Tasks and exercises -
1. Please reproduce the NIO article word for word, everything from "There is only" down to "space can expect.".
2. Answer these questions from the NIO article.
(a) How many total vehicles did NIO deliver in the first quarter?
(b) What gross margin does NIO report now, down from 14.6% in 2022?
(c) What is the analyst median price target for NIO?

Source extract -
------------------------

China's economy has kept investors in a constant state of frustration, as all expectations pointed to a massive reopening during the second half of 2022, which would have been followed by the advance of the iShares MSCI China ETF NASDAQ: MCHI. As the index has delivered lackluster performance, so has every other stock. However, Chinese officials are now laying out a stimulus plan of their own after receiving disappointing economic data; with a focus on kickstarting consumer spending in the vehicle market and other similar spaces, NIO NYSE: NIO is among a small group of car manufacturers that stand to benefit from such a push.
Setting the Stage
Shares of NIO are little changed after the company reported its long-awaited first quarter 2023 earnings results. As the latest rounds of stimuli make their way into the Chinese economy, many investors expect to see climbing financials along crucial performance indicators (KPIs) in the company. According to China's Ministry of Finance, measures directly intended for the vehicle market in the nation include a curb reduction in municipalities and a gradual increase in car ownership quotas within the same localities.
During NIO's press release, management stated that the first quarter saw a 20.4% increase in net deliveries, ending at 31,041 total vehicles delivered. For twelve consecutive quarters, NIO has been the number one choice in China's electric vehicle market for those units priced over RMB400,000 (USD 56,080). Even with expecting lower net deliveries for the next quarter, an 8.2% yearly contraction to deliver an expected 25,000 vehicles may set the stage for management to overdeliver on an under-promised outlook.
A 33.5% decline in net revenue compared to last year is a cause for concern, as is the gross margin reduction from 14.6% in 2022 to today's 1.5%. Management attributes the tightening margins to increased costs per unit, explicitly pointing to battery costs within their product mix. As the price of lithium has taken off on a tenfold increase in the past two years, an RMB605,000 per ton price tag has created a challenging environment for electric vehicle makers to operate in.
There is only so much that NIO's management can do regarding their input costs in the face of a rapid rise in lithium prices. However, they can continue to execute their corporate strategy to expand deliveries. Considering the cyclicality of commodity markets, it would appear that NIO shareholders have a rare opportunity to acquire a major operator during the bottom of its margin cycle. It would seem that other, more established and entrenched, names like BYD OTCMKTS: BYDDF have set the foundation for what others in the space can expect.
Even Li Auto NASDAQ: LI has felt the effects of the rising input costs in its product mix. However, the constant factor across these companies enabling continued bullish stock performance is focused on deliveries. What could help NIO propel its stock price to the potential seen by its analyst ratings? NIO management must focus on achieving economies of scale to fill the gap between today's prices and analyst median price targets of $17.52 (pointing to a potential 125% rise).
Considering that input cost rises are an industry-wide issue, and the main differentiator between NIO and its competitors is the volume of net deliveries, it would only make sense to allocate energy - and resources - toward the metrics that can be controlled. Lithium prices will eventually come back to normal levels, and even if they do not, achieving economies of scale will enable NIO to spread these rising costs across a larger number of units.
As with any other 'growth stage' company, NIO shareholders will have to live with the volatility of a high-growth company that has yet to achieve a constant and stable stream of net income. Until this milestone is well placed, NIO must continue to issue stock to fund future operations. However, those who believe that the recent Chinese stimulus round, as the economy is clearly at the bottoming stages of its respective cycle, will be okay with experiencing some turns until this bomb goes off.

------------------------

Records provided -
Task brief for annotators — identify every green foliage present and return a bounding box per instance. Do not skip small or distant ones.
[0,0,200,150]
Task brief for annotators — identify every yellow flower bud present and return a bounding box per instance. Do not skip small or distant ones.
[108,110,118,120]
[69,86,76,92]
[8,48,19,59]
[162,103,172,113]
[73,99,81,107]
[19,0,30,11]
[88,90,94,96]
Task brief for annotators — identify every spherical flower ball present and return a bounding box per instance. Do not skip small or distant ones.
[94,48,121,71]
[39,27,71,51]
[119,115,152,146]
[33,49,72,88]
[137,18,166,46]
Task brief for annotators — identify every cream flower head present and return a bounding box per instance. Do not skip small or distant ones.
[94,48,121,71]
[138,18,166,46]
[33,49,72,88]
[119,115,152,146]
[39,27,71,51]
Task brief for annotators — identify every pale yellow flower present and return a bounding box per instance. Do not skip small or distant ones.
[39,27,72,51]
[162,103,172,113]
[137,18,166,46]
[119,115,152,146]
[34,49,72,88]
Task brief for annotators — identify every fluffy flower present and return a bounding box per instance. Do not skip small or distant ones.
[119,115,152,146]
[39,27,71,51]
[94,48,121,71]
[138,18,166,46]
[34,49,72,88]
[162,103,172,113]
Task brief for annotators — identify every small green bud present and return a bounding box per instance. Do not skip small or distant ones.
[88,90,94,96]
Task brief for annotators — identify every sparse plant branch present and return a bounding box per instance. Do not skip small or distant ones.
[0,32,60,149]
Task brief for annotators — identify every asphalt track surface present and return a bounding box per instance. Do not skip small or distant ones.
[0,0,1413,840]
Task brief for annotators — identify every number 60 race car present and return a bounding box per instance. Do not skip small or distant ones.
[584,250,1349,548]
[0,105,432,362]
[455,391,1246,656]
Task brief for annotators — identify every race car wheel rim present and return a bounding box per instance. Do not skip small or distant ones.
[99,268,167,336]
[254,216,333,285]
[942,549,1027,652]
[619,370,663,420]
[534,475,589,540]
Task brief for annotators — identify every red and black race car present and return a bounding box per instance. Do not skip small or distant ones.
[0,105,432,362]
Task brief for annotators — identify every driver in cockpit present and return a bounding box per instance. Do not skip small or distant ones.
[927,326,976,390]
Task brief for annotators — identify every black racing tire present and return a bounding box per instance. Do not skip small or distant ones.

------------------------

Answers to the problems -
1.
There is only so much that NIO's management can do regarding their input costs in the face of a rapid rise in lithium prices. However, they can continue to execute their corporate strategy to expand deliveries. Considering the cyclicality of commodity markets, it would appear that NIO shareholders have a rare opportunity to acquire a major operator during the bottom of its margin cycle. It would seem that other, more established and entrenched, names like BYD OTCMKTS: BYDDF have set the foundation for what others in the space can expect.

2.
(a) 31,041 vehicles
(b) 1.5%
(c) $17.52